___ EXCERPT
Culture Magazine

Science, Nature, Religion, and Civilization

By Fsrcoin

Charles Murray’s book Human Accomplishment is a historical examination of all the developments and advancements, in the arts and sciences, that have propelled civilization. He writes of “meta-inventions” — new concepts, giving us new tools that made a big difference.

Science, Nature, Religion, and Civilization

Like writing. Though language itself Murray doesn’t cast in this way, seeing it as part of our natural endowment, sort of. It did originate quite early in the human story (and other animals have rudimentary language). But writing was not obvious to the earliest humans, being a much later discrete innovation, a new tool of immense power driving civilization forward.

Another key meta-invention was the scientific method, which Murray dates only to post-medieval times. What many don’t understand about science is the salience of method. What philosopher Karl Popper called falsifiability, putting theories to rational tests.

The earlier paradigm, originating with Aristotle, instead centered upon just using logical deduction to understand reality. Not getting one’s hands dirty grappling with it. But an even older meta-invention was what Murray labels “the secular observation of nature,” dating to around the Sixth Century BC (in both Greece and China). This entailed not only observing natural phenomena, but the idea that they have natural causes — potentially understandable. As opposed to just ascribing everything to “the gods.”

Science, Nature, Religion, and Civilization

Reading this was somewhat baffling — because Murray never treats “gods” themselves as a meta-invention. Nor includes any religious figures in his extensive rosters of important names. Even though, at the end, he casts “transcendental” beliefs about life’s meaning as the wellspring of the greatest human accomplishments. I would actually argue that (unlike Murray’s other meta-inventions) religion was not an advancement tool, but held us back. Yet nevertheless the idea of “gods” seems to fit Murray’s concept of a meta-invention.
______
§ **WHAT TO WORK ON**
a – Can you sum up the essay on Charles Murray's meta-inventions in two sentences?
b – Could you continue the essay on Charles Murray's meta-inventions, starting right after its final sentence?
The items that follow have no connection to the essay.
___ LISTED RECORDS
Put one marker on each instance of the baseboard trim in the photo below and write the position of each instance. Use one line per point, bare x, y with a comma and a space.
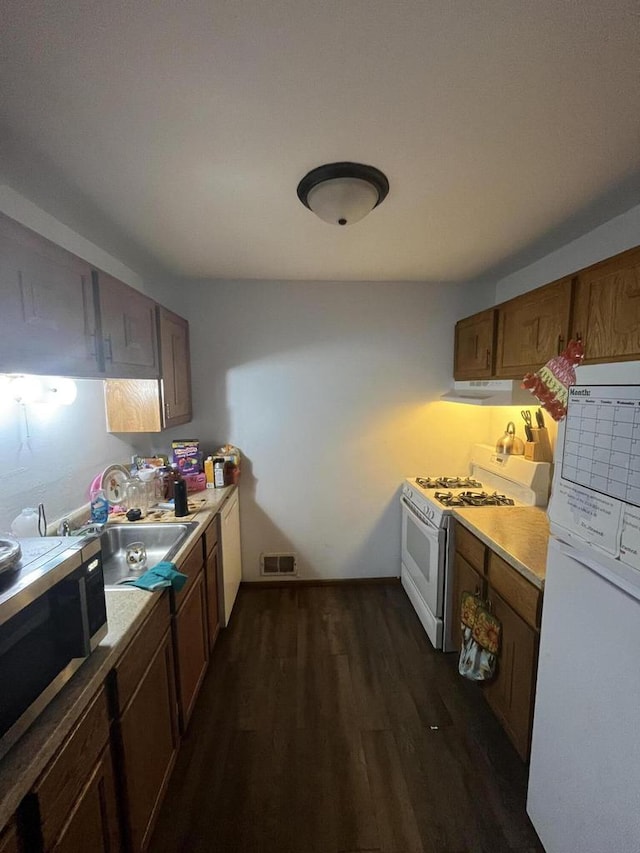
394, 581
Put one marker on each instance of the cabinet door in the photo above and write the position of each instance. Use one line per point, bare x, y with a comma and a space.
474, 346
93, 824
465, 579
511, 692
607, 309
9, 842
149, 743
47, 316
533, 328
211, 581
128, 329
176, 368
192, 647
63, 784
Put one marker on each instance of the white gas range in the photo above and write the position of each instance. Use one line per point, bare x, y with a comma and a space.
427, 540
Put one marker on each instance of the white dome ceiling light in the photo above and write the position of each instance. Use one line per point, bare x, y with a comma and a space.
343, 193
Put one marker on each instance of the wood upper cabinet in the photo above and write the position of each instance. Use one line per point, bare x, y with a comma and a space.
147, 728
47, 316
475, 346
607, 309
149, 405
533, 328
511, 692
173, 333
128, 326
75, 798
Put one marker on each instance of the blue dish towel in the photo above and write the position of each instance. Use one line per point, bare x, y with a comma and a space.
158, 576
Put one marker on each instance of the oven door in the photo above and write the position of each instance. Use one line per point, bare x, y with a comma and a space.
423, 558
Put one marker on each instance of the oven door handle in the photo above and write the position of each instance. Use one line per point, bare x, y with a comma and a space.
428, 528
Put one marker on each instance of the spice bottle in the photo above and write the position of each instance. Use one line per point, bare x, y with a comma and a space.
180, 497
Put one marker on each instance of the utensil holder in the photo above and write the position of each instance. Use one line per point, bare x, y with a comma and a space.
539, 450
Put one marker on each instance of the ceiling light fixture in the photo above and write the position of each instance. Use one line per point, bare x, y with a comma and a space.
343, 193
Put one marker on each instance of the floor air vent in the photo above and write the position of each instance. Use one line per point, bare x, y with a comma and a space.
278, 564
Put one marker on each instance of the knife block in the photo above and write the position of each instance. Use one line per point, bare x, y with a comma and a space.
538, 450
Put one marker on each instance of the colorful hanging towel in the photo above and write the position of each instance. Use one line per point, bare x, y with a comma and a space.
480, 639
551, 383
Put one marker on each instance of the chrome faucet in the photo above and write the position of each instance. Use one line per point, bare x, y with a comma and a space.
64, 528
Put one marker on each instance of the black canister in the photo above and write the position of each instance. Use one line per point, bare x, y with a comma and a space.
180, 498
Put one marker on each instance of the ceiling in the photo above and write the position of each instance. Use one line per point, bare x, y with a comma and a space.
505, 127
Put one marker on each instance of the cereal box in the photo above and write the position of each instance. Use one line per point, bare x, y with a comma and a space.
186, 455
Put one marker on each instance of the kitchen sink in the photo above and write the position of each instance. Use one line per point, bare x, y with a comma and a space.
162, 542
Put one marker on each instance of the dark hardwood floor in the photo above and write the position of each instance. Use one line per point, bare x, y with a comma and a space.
328, 724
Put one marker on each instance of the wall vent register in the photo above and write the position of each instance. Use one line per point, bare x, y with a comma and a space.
278, 564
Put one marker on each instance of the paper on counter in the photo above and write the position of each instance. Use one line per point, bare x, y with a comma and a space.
630, 539
593, 517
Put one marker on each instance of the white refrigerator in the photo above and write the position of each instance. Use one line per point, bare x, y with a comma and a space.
584, 777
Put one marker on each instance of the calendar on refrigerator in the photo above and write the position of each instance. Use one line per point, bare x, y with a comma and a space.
602, 440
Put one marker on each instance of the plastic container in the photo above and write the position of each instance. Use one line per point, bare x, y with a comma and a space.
26, 524
99, 507
218, 473
208, 471
180, 498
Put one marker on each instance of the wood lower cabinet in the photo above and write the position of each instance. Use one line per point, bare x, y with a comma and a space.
75, 798
147, 726
47, 315
475, 346
9, 840
511, 692
211, 569
465, 579
607, 309
533, 328
517, 604
192, 647
93, 824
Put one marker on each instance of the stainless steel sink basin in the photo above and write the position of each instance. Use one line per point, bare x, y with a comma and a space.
162, 542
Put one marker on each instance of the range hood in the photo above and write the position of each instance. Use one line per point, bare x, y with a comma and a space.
490, 392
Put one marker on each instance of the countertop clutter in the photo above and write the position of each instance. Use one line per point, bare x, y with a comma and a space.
520, 535
126, 610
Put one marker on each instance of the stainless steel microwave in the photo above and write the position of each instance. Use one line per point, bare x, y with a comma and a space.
52, 616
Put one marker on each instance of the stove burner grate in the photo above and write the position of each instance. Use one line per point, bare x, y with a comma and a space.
448, 483
470, 498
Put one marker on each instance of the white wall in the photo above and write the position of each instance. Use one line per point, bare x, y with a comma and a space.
328, 390
617, 235
53, 456
68, 445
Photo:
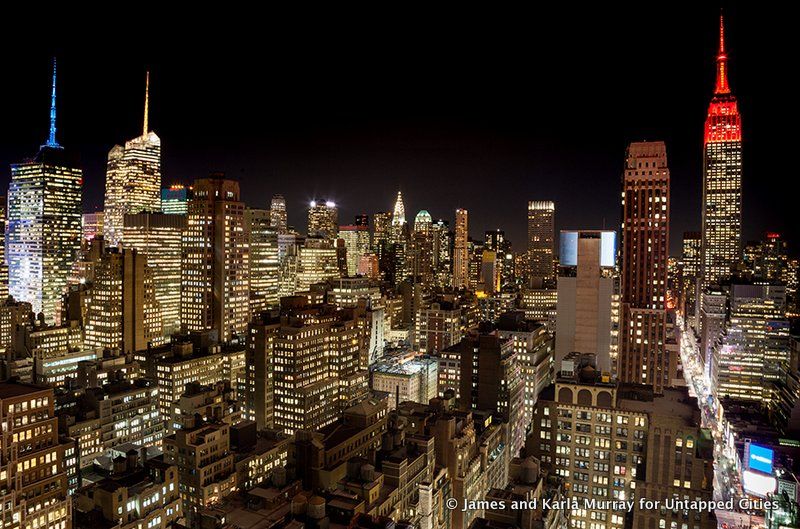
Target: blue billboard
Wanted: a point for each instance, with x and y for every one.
(568, 254)
(760, 459)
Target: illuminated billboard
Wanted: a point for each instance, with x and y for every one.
(760, 459)
(568, 249)
(758, 484)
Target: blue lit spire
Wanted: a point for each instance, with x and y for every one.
(51, 141)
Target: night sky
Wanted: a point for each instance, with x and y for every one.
(480, 110)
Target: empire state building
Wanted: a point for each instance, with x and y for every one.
(722, 179)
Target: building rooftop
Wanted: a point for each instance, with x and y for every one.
(675, 402)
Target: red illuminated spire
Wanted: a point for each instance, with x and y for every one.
(722, 62)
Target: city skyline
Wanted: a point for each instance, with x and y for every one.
(516, 143)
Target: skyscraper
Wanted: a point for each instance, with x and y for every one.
(754, 345)
(399, 212)
(43, 235)
(175, 199)
(690, 272)
(3, 267)
(122, 312)
(541, 238)
(356, 241)
(722, 178)
(645, 357)
(461, 251)
(277, 214)
(92, 225)
(28, 412)
(264, 263)
(215, 291)
(587, 306)
(133, 178)
(158, 236)
(323, 219)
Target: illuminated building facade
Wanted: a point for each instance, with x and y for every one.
(205, 464)
(754, 348)
(587, 306)
(356, 242)
(437, 327)
(33, 480)
(461, 250)
(415, 380)
(541, 242)
(133, 179)
(277, 214)
(489, 378)
(539, 304)
(215, 258)
(533, 347)
(690, 273)
(192, 359)
(175, 199)
(323, 219)
(722, 179)
(115, 414)
(138, 494)
(264, 263)
(123, 311)
(43, 231)
(158, 237)
(92, 225)
(3, 265)
(644, 356)
(320, 357)
(315, 261)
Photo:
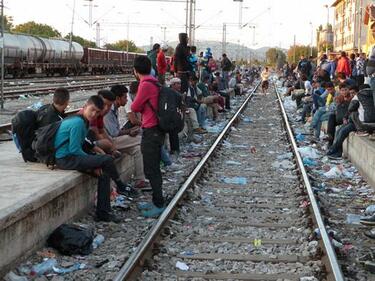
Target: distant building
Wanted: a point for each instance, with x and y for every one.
(349, 30)
(324, 38)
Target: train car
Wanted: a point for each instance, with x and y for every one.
(103, 61)
(27, 54)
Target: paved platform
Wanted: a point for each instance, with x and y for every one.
(34, 200)
(361, 152)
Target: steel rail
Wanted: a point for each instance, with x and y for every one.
(329, 251)
(129, 268)
(44, 90)
(6, 128)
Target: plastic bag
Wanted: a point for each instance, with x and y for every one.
(72, 239)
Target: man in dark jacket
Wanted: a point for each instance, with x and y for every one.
(226, 66)
(362, 110)
(181, 61)
(54, 112)
(152, 55)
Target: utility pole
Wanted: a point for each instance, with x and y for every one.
(98, 34)
(360, 26)
(187, 16)
(71, 30)
(164, 29)
(294, 49)
(224, 42)
(127, 39)
(2, 53)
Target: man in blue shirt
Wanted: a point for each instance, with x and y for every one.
(70, 156)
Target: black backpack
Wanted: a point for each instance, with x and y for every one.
(169, 114)
(72, 239)
(24, 125)
(44, 143)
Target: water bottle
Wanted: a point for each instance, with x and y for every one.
(99, 239)
(43, 267)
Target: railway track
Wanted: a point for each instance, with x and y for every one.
(246, 212)
(44, 90)
(69, 79)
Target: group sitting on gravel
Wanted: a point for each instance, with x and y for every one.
(338, 92)
(135, 122)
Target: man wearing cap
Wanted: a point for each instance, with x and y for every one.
(162, 64)
(181, 63)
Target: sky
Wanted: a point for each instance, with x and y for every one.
(276, 21)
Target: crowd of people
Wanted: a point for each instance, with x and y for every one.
(126, 121)
(339, 90)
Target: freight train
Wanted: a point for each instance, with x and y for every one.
(28, 54)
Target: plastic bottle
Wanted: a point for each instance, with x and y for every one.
(98, 240)
(43, 267)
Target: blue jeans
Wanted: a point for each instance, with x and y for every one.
(320, 115)
(341, 135)
(226, 79)
(165, 156)
(202, 115)
(372, 84)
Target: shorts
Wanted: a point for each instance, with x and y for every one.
(265, 84)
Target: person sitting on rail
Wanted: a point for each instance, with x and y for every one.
(222, 90)
(162, 64)
(126, 139)
(362, 110)
(324, 111)
(97, 134)
(341, 114)
(193, 109)
(70, 156)
(265, 75)
(204, 97)
(54, 112)
(152, 136)
(200, 108)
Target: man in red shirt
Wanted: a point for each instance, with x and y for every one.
(152, 136)
(162, 64)
(343, 65)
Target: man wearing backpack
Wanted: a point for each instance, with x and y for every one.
(226, 66)
(55, 111)
(26, 122)
(304, 66)
(69, 155)
(146, 102)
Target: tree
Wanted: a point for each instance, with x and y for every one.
(122, 45)
(8, 23)
(300, 50)
(275, 57)
(38, 29)
(82, 41)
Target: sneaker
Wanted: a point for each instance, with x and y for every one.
(370, 234)
(368, 220)
(334, 157)
(129, 192)
(107, 217)
(199, 131)
(173, 167)
(154, 212)
(145, 205)
(142, 185)
(361, 134)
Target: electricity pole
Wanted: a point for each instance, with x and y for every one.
(224, 43)
(2, 54)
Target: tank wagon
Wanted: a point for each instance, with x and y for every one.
(28, 54)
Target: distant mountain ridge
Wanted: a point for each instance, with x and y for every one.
(234, 51)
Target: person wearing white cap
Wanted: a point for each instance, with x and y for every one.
(162, 64)
(175, 84)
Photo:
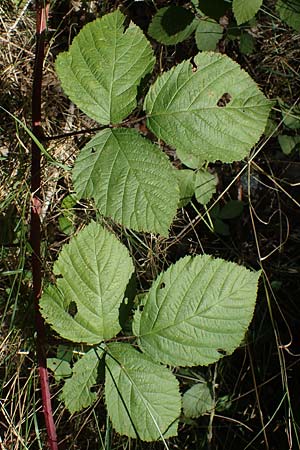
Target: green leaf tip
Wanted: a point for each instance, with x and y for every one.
______
§ **SET OF ANSWERS**
a – Charles Murray's book Human Accomplishment examines the advancements that propelled civilization, including "meta-inventions" such as writing, the scientific method, and the secular observation of nature, which held that natural phenomena have natural causes instead of ascribing everything to the gods. The writer finds it baffling that Murray never treats gods themselves as a meta-invention, and argues that religion held humanity back while still fitting Murray's concept.

b –
We have scant evidence for any such beliefs among the earliest humans. They may have harbored inchoate “spiritual” proclivities. But it seems highly doubtful that systems of “gods” or suchlike supernatural constructs were part of our evolutionary endowment (in the way that Murray treats language). For early peoples looking upon their circumstances, the notion of “gods” would not necessarily have been obvious. It had to be invented.

That human brains did prove to be highly receptive to religion, almost as though genetically programmed for it, does not belie that it had to be invented, and was far from self-evident to early people looking at nature.

Science, Nature, Religion, and Civilization

Seeing the Sun traversing the sky, they would have had no idea what it was. Just a thing, one of many natural phenomena affecting them. Give it a name, sure. But to hypothesize a conscious “god” being involved is something else entirely. When Zork first proposed this in 9764 BC, his neighbors would have looked at him strangely.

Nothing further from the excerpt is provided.